◆ Requirement ◆
Below is a listing from which only part is wanted; return exactly the lines from the one with "the yellow wall" up to and including the one with "Target: tree trunk".

--- START ---

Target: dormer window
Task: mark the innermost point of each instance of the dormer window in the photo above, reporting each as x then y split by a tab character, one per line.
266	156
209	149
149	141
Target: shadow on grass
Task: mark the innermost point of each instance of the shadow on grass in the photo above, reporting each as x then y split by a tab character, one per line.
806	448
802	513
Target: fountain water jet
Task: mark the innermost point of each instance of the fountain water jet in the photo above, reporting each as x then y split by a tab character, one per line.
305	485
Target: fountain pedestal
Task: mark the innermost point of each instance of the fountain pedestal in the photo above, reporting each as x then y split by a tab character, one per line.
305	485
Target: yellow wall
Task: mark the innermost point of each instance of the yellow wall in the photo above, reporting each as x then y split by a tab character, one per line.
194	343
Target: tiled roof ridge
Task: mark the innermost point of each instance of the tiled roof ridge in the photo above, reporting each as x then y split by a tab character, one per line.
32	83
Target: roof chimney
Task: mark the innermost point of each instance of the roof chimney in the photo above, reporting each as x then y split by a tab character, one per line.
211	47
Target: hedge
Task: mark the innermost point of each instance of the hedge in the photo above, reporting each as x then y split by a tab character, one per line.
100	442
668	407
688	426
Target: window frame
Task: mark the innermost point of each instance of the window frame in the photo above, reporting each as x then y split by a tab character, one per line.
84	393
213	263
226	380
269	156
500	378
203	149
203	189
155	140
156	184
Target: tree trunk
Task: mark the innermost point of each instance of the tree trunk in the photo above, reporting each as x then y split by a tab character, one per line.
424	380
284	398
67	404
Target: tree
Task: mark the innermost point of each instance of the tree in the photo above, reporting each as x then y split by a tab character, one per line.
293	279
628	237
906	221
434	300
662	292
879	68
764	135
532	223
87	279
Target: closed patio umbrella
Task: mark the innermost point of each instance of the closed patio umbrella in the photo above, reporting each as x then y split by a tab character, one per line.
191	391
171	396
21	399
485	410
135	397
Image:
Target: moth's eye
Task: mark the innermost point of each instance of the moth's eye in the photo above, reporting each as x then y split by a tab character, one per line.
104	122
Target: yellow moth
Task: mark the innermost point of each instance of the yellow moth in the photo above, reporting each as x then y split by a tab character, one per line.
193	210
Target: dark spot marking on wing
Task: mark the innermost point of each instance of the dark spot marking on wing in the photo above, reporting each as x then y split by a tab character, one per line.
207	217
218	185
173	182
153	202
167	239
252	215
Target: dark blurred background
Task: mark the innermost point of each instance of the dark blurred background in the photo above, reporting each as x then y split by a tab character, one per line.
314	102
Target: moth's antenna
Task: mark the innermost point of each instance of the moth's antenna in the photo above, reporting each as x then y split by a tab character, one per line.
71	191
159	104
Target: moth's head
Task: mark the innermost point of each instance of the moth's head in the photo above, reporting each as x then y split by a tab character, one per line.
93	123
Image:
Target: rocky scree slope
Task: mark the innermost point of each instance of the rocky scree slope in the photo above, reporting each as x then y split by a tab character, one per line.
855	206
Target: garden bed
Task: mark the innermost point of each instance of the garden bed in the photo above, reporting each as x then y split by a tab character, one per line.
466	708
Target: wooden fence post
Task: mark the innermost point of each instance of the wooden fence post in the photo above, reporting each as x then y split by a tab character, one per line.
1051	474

--- END ---

◆ Exercise response ◆
Task: mark the innermost point of each instance of the yellow wall in the photo above, reporting each as x then y split by a tab character, one per line.
194	343
Target: tiled roof ridge
Task: mark the innermost point of each instance of the tiled roof ridge in the photo above, reporting each as x then y split by a tab character, one per line.
32	83
Target: roof chimney
Task: mark the innermost point of each instance of the roof chimney in the photo above, reporting each as x then y split by a tab character, one per line.
211	47
Target: hedge
Task: mark the innermost point of each instance of the hedge in the photo above, reporting each as x then y split by a tab character, one per line.
100	442
668	407
688	426
Target: window frame
Task: mark the innermost point of each instance of the window frame in the photo above, reporting each as x then y split by a tab character, one per line.
84	393
213	263
226	380
269	156
500	378
203	149
203	189
155	140
156	184
Target: tree trunk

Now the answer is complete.